_Recorded data_.
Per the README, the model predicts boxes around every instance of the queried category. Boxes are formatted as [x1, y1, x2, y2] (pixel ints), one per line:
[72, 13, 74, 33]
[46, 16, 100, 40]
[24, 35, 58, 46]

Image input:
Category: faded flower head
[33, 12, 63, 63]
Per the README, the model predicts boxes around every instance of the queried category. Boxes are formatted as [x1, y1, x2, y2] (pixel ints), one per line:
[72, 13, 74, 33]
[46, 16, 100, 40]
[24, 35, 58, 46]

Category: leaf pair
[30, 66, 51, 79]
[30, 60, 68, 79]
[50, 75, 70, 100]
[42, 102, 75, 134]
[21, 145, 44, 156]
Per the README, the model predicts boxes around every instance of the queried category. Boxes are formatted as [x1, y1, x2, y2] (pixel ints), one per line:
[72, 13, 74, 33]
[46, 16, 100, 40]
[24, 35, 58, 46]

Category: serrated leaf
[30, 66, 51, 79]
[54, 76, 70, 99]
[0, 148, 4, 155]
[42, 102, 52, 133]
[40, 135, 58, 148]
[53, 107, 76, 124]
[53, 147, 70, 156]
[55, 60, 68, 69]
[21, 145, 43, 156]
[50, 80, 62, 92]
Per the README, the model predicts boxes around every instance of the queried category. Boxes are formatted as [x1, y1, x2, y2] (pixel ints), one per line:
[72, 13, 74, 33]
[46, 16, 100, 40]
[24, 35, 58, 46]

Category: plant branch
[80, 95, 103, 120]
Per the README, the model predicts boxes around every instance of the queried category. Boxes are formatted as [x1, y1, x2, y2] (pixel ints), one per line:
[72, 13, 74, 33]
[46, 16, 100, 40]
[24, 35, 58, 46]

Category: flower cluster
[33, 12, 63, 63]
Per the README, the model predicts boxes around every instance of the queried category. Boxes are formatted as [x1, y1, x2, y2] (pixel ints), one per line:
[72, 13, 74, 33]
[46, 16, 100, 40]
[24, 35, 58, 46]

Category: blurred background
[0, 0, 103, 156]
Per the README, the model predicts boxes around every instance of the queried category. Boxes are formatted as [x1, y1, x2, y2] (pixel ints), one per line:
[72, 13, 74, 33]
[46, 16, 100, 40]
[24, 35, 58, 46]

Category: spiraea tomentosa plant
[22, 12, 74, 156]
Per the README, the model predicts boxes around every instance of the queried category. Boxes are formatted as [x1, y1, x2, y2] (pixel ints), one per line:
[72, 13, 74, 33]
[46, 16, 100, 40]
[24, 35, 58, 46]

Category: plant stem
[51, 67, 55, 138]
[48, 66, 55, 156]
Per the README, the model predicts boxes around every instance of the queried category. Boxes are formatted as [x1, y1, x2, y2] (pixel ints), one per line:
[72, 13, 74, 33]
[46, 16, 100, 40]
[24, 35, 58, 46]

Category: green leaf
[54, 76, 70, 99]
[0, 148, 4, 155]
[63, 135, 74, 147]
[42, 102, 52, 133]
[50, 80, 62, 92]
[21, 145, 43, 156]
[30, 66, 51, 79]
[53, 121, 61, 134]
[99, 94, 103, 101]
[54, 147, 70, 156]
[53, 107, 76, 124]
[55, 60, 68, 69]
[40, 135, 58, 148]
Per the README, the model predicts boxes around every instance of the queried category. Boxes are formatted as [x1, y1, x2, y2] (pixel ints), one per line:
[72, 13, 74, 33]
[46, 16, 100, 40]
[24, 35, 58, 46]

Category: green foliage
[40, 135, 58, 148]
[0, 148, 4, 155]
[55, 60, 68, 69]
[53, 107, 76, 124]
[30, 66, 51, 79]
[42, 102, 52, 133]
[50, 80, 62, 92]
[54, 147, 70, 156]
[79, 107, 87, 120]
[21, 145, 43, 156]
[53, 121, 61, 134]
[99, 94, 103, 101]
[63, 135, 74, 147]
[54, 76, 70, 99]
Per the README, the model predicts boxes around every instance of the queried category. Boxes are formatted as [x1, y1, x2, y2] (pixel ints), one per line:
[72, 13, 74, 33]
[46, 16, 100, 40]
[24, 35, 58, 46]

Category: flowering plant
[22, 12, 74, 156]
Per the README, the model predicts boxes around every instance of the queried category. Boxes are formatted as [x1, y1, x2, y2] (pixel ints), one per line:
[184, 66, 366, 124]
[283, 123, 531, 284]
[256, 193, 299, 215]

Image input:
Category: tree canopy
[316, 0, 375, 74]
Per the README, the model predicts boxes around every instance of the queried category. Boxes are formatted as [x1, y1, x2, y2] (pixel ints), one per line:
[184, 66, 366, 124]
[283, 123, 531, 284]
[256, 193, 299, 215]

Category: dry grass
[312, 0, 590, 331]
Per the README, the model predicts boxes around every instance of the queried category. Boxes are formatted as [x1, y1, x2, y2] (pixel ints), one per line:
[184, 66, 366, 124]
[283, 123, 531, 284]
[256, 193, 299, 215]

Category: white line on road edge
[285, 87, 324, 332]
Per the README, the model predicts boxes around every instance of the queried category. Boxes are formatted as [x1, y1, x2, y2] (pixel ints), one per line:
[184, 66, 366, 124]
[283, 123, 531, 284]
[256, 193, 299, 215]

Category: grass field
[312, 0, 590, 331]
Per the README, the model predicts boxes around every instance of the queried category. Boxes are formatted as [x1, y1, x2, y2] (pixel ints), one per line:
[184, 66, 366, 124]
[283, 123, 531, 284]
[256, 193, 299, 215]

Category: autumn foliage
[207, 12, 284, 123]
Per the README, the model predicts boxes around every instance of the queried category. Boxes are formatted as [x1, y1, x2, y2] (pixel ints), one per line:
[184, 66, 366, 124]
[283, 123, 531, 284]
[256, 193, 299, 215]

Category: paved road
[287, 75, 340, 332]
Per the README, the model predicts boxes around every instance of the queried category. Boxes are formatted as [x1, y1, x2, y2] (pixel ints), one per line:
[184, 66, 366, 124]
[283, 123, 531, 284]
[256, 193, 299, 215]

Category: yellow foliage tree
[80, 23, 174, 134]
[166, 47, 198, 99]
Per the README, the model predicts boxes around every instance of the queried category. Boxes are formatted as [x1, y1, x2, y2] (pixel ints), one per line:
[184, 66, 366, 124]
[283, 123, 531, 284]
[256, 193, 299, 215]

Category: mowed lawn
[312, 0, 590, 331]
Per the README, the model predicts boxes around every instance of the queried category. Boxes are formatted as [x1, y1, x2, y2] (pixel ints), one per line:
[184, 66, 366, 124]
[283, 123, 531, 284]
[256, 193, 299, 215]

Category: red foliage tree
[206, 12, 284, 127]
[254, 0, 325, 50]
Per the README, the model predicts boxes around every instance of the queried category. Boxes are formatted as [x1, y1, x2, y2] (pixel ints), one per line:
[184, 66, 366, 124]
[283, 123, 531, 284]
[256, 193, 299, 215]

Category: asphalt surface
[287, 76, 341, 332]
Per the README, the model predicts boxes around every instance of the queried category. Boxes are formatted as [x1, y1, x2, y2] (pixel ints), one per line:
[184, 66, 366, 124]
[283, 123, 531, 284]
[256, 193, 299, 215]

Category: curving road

_Work to complete_. Please pick out and copy every line in the items above that contains the word "foliage", treating uppercase and lowercase as different.

_Solution_.
Category: green foliage
Category: autumn foliage
Category: yellow foliage tree
Category: red foliage tree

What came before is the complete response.